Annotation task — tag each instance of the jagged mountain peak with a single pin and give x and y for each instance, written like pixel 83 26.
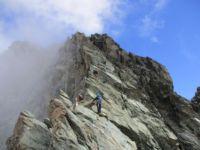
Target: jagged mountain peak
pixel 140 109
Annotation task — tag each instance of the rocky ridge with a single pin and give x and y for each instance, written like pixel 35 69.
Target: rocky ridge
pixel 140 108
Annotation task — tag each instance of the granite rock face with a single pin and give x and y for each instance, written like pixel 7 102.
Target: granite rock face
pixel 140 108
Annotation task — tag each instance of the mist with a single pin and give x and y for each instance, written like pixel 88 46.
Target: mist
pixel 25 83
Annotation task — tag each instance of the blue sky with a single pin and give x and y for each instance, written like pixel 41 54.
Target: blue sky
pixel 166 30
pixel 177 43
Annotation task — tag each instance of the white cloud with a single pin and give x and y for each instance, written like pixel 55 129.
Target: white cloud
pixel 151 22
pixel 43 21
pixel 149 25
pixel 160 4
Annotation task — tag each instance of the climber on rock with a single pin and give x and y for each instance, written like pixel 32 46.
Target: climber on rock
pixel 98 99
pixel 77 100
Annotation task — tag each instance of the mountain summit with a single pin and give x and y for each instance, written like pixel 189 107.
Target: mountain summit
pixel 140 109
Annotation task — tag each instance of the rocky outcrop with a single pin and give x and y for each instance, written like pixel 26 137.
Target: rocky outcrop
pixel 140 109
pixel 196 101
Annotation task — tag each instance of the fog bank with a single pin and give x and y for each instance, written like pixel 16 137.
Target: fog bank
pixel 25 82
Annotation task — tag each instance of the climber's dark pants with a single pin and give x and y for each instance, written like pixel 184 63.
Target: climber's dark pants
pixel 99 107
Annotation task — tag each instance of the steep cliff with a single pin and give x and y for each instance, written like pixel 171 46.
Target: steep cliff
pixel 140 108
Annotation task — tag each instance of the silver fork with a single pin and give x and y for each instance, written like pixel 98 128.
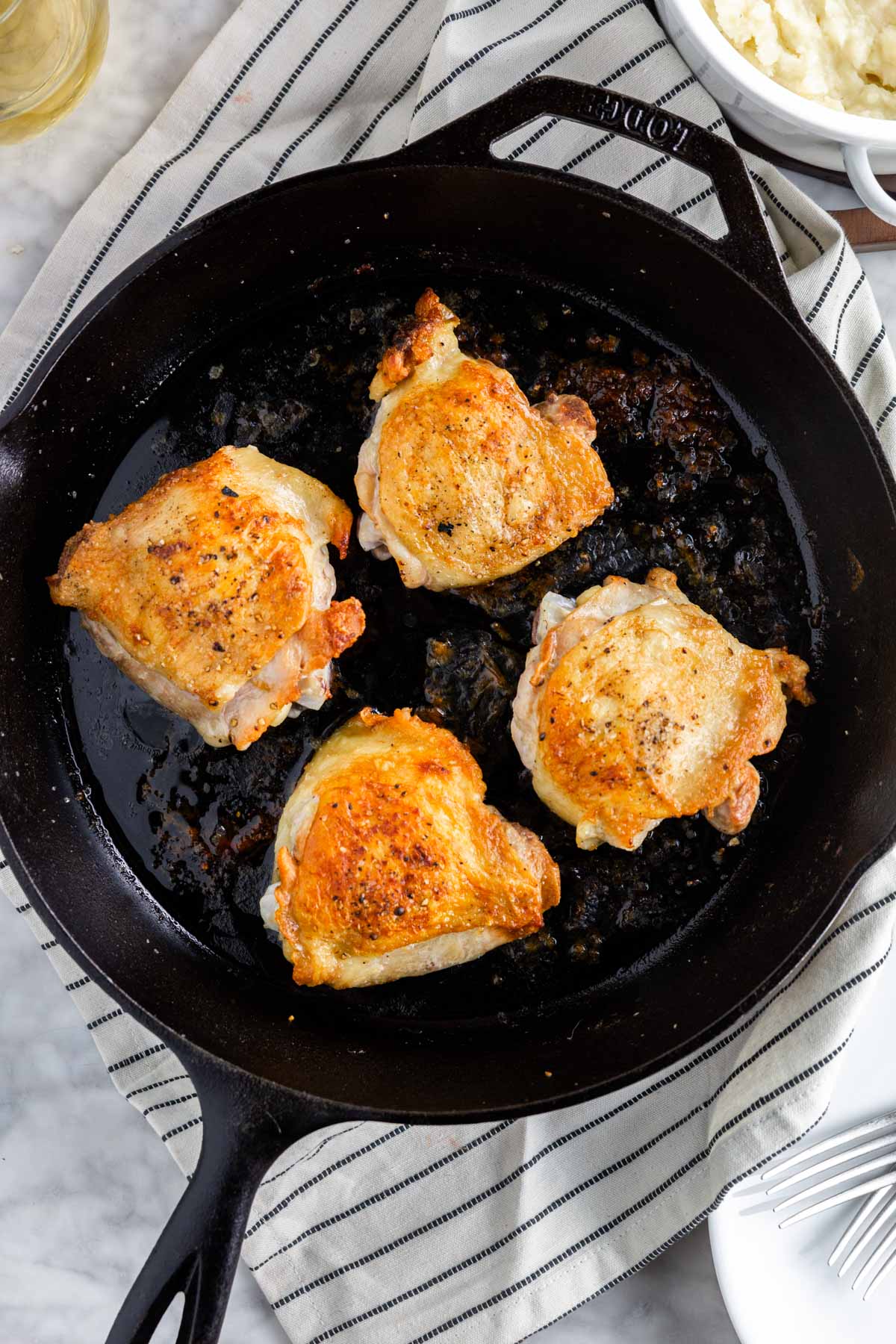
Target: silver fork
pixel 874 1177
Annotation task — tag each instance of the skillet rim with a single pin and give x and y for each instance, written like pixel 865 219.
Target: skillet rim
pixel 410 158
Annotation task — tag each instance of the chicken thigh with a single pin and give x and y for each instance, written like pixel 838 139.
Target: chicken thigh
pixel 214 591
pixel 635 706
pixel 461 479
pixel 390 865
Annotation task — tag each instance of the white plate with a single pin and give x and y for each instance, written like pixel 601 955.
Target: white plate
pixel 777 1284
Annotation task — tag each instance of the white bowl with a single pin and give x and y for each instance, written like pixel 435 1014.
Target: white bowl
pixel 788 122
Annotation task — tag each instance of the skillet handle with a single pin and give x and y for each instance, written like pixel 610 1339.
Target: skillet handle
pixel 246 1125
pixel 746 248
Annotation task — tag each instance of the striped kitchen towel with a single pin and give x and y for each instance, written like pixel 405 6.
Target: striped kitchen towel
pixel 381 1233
——
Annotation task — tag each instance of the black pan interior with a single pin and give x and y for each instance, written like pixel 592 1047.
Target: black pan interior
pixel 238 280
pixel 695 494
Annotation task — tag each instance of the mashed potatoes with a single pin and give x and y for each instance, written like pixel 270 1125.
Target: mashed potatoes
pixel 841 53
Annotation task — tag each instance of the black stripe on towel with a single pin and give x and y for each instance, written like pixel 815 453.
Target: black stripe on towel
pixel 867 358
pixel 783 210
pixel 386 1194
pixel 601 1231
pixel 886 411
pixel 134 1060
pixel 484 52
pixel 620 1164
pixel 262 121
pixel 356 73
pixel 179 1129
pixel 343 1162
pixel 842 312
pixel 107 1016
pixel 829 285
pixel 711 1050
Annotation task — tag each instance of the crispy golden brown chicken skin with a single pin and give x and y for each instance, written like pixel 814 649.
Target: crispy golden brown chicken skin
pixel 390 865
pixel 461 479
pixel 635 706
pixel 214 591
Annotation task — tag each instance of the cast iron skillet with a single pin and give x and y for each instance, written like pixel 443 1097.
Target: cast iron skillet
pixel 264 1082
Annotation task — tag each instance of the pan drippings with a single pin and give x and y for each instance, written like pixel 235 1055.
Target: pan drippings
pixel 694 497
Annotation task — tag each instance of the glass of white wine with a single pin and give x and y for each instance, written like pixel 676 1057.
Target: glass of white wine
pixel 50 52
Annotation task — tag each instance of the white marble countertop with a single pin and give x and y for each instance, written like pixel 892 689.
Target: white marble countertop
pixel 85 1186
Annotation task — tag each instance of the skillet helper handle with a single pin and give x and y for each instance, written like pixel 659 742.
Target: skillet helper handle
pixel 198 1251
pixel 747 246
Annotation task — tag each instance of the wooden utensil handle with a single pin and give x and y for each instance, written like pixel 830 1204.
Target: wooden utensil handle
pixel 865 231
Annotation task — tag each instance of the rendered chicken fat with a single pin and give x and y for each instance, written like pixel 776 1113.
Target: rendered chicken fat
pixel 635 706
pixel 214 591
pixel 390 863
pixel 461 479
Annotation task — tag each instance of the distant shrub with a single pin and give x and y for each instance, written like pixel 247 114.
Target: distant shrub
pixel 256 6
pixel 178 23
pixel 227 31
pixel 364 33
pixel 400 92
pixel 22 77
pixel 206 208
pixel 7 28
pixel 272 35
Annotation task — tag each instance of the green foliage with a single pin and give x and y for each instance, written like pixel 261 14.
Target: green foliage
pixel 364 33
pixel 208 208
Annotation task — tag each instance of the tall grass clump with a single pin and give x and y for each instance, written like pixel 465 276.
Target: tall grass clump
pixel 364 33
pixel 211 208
——
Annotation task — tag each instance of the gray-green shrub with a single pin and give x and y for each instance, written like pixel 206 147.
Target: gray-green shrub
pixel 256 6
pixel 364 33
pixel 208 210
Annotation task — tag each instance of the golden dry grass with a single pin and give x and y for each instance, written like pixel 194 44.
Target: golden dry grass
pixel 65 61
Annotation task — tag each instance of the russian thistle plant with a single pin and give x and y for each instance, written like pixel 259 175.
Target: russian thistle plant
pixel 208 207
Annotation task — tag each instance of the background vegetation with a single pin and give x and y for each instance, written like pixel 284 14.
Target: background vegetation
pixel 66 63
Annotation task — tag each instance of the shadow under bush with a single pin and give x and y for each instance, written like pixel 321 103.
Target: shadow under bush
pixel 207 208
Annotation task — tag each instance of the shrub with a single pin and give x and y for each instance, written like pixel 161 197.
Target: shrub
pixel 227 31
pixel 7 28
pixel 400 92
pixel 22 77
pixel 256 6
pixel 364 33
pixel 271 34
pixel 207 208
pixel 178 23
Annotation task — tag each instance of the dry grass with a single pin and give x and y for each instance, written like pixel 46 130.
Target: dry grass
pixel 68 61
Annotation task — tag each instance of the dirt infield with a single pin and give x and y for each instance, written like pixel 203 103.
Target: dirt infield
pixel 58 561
——
*Action item*.
In the listing above, find the line with "Annotation task — tag each instance of the granite" and the line with "Annotation task — tag each instance of the white cloud". Output those two lines and every line between them, exactly as written.

*Exercise response*.
Annotation task — tag each instance of the granite rock face with a single pin and give x and y for each instance, written like pixel 7 102.
Target: granite rock face
pixel 140 108
Annotation task — tag each instance of the mist with a single pin and give x and y for each instance, written like pixel 88 46.
Target: mist
pixel 25 83
Annotation task — tag each instance of the blue sky with a single pin and give x and y for each instance, written like pixel 41 54.
Target: blue sky
pixel 166 30
pixel 177 43
Annotation task — tag each instance of the white cloud with a single pin and give x and y for each instance, written like pixel 55 129.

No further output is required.